» **Parts of the exercise**
1) According to the court opinion, what position did Lahar apply for in January 2003?
2) Copy word for word the part of the court opinion that opens with "Patricia Lahar v." and closes with "Defendant-Appellee. ) ) ) ) ) ) ) ) ) )".
------ Extracted text ------
Patricia Lahar v. Oakland County
NOT RECOMMENDED FOR FULL-TEXT PUBLICATION File Name: 08a0744n.06 Filed: December 4, 2008 No. 07-2258 UNITED STATES COURT OF APPEALS FOR THE SIXTH CIRCUIT PATRICIA LAHAR, Plaintiff-Appellant, v. OAKLAND COUNTY, a corporate body, Defendant-Appellee. ) ) ) ) ) ) ) ) ) )
ON APPEAL FROM THE UNITED STATES DISTRICT COURT FOR THE EASTERN DISTRICT OF MICHIGAN
Before: BATCHELDER, CLAY and SUTTON, Circuit Judges. PER CURIAM. Patricia Lahar challenges the district court's grant of summary judgment in favor of Oakland County on her Age Discrimination in Employment Act (ADEA) retaliation claim and her parallel state-law retaliation claim. Judge Clay believes Lahar has failed to demonstrate a genuine issue of fact with respect to both a materially adverse action and causation, whereas Judges Batchelder and Sutton would not reach the issue of whether a materially adverse action occurred and thus do not join Part II.B.1. Because we all find an absence of causation, we affirm. I. Since 1986, Lahar has worked as a senior administrator for Oakland County Children's Village, a residence for delinquent youths, victims of abuse or neglect and those without family members who can care for them. In January 2003, Lahar, then 54, applied for the vacant position of Manager, the highest position at the facility. Joanna Overall, a Children's Village employee, then roughly 44, received the position instead.
------ Entries supplied ------
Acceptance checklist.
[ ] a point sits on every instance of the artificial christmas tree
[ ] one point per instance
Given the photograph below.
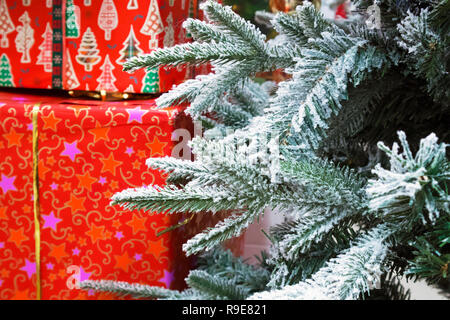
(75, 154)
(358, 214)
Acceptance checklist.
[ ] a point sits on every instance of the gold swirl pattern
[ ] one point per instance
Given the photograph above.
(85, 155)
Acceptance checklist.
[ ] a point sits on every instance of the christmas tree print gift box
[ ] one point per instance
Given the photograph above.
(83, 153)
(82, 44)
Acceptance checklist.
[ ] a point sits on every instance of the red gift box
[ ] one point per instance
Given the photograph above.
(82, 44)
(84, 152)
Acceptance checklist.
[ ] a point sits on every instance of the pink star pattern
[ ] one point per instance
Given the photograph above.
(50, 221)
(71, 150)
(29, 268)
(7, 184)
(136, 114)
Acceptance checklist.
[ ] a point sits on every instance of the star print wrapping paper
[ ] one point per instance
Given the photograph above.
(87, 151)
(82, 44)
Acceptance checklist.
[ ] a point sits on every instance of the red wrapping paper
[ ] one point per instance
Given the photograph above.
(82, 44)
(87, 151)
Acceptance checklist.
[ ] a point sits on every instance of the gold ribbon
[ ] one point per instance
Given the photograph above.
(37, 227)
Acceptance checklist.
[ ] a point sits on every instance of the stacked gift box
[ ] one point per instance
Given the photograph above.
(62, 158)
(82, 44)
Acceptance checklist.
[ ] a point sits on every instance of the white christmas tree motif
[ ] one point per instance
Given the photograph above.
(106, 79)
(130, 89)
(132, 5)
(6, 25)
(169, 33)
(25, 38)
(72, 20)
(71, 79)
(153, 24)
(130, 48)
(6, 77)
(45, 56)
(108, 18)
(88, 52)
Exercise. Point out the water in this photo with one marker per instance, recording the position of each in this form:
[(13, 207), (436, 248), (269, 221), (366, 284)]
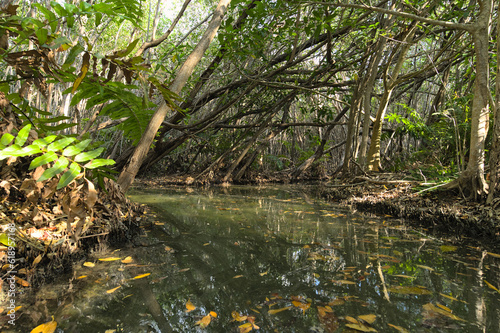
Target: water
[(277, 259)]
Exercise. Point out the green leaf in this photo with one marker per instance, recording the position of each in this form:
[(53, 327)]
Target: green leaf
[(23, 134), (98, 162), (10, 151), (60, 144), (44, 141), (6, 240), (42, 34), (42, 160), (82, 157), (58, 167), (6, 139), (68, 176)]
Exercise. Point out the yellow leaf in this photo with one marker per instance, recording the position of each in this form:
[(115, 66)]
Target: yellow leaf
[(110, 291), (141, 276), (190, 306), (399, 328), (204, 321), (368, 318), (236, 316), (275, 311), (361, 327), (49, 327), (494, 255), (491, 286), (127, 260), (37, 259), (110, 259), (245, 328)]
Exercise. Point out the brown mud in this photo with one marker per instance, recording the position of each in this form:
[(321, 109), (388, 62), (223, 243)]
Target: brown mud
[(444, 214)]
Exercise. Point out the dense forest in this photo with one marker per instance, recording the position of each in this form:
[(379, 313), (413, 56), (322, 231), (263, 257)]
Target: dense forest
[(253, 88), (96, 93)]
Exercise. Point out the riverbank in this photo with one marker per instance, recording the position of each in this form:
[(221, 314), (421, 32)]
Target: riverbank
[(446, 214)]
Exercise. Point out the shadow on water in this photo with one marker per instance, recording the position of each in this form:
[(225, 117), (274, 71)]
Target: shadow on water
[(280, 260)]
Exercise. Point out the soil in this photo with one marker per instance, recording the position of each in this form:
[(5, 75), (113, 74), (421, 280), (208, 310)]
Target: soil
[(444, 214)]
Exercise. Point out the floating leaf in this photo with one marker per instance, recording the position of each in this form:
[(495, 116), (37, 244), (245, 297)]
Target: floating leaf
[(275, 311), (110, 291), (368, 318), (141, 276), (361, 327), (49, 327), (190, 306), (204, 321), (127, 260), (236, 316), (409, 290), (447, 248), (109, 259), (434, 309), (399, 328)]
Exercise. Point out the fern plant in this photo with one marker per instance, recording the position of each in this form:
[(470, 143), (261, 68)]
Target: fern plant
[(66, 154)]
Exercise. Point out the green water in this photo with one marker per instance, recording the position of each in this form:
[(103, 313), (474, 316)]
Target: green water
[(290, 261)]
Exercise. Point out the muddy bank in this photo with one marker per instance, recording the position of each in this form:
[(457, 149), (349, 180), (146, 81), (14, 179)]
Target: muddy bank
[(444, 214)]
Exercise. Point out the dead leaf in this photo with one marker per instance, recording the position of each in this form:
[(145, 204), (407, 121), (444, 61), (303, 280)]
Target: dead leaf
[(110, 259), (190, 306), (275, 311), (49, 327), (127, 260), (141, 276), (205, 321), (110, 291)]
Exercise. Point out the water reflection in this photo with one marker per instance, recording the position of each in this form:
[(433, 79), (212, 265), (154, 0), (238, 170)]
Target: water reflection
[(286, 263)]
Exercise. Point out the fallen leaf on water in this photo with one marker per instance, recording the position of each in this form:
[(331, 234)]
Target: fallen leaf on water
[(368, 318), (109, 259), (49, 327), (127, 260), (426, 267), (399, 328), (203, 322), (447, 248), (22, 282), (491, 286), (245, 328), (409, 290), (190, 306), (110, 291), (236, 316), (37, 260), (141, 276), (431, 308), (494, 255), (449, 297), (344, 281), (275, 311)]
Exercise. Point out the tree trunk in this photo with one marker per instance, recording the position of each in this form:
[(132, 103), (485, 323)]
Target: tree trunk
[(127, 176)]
------
------ Entries supplied ------
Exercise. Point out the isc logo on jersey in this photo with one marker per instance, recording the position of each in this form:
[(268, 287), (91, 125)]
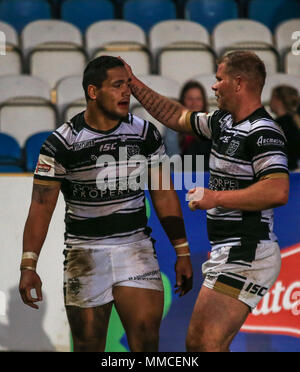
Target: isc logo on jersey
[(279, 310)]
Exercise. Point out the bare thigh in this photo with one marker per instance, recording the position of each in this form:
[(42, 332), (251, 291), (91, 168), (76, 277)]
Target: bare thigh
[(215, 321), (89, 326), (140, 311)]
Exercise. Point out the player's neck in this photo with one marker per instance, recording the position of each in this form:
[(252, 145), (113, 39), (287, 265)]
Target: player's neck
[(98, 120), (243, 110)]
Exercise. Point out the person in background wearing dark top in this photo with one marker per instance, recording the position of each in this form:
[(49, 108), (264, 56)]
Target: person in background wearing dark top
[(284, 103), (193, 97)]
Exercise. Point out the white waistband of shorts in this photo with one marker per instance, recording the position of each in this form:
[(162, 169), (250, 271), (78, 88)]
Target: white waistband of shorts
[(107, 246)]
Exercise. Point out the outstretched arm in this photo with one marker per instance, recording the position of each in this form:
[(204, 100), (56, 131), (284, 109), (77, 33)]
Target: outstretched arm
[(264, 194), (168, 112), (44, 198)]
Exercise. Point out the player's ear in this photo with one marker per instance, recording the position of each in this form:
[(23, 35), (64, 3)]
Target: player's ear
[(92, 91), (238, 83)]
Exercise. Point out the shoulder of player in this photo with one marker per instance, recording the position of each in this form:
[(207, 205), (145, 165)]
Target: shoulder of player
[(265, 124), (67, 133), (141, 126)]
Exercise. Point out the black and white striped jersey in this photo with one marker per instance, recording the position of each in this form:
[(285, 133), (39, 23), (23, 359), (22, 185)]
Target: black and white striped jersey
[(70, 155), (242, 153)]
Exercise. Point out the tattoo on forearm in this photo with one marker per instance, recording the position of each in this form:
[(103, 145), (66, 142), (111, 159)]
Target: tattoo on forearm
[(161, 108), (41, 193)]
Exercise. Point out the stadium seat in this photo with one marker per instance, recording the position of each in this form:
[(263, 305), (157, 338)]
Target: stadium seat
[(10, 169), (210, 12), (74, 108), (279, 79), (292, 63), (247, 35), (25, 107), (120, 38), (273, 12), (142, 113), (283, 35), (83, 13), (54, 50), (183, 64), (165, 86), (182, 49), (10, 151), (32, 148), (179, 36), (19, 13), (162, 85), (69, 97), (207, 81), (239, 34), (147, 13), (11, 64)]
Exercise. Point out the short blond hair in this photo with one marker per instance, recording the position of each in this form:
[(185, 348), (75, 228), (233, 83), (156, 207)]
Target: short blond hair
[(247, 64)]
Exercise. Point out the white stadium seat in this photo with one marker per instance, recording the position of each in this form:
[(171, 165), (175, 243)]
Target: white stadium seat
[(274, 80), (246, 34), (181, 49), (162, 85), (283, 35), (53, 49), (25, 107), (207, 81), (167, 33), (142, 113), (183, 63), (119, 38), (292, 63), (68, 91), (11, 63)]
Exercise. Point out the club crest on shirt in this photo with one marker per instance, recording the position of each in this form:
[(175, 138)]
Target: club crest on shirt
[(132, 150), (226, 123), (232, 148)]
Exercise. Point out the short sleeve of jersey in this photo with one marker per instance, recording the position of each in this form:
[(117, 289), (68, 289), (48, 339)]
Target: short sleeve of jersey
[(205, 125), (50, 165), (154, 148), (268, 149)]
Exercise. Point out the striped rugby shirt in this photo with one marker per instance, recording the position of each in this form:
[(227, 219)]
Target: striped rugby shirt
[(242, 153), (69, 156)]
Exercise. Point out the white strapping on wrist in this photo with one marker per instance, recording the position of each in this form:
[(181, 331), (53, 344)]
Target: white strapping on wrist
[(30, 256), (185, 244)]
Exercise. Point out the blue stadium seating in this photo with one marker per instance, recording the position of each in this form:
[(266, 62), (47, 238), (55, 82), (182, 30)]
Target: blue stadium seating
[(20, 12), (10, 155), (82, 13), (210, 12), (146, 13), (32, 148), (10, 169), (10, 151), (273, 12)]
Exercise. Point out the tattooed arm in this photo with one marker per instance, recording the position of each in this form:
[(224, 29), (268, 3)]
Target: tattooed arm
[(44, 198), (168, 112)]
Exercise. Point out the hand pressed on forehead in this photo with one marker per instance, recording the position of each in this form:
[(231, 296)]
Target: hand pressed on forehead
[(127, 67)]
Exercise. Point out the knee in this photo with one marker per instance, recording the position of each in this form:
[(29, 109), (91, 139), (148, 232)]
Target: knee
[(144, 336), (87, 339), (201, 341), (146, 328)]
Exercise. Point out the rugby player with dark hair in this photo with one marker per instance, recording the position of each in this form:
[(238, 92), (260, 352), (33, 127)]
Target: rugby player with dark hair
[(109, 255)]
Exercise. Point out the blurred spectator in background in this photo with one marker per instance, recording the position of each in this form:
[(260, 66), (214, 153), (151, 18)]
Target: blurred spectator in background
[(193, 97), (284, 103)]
------
» **Solutions in order**
1) Manager, the highest position at Oakland County Children's Village.

2)
Patricia Lahar v. Oakland County
NOT RECOMMENDED FOR FULL-TEXT PUBLICATION File Name: 08a0744n.06 Filed: December 4, 2008 No. 07-2258 UNITED STATES COURT OF APPEALS FOR THE SIXTH CIRCUIT PATRICIA LAHAR, Plaintiff-Appellant, v. OAKLAND COUNTY, a corporate body, Defendant-Appellee. ) ) ) ) ) ) ) ) ) )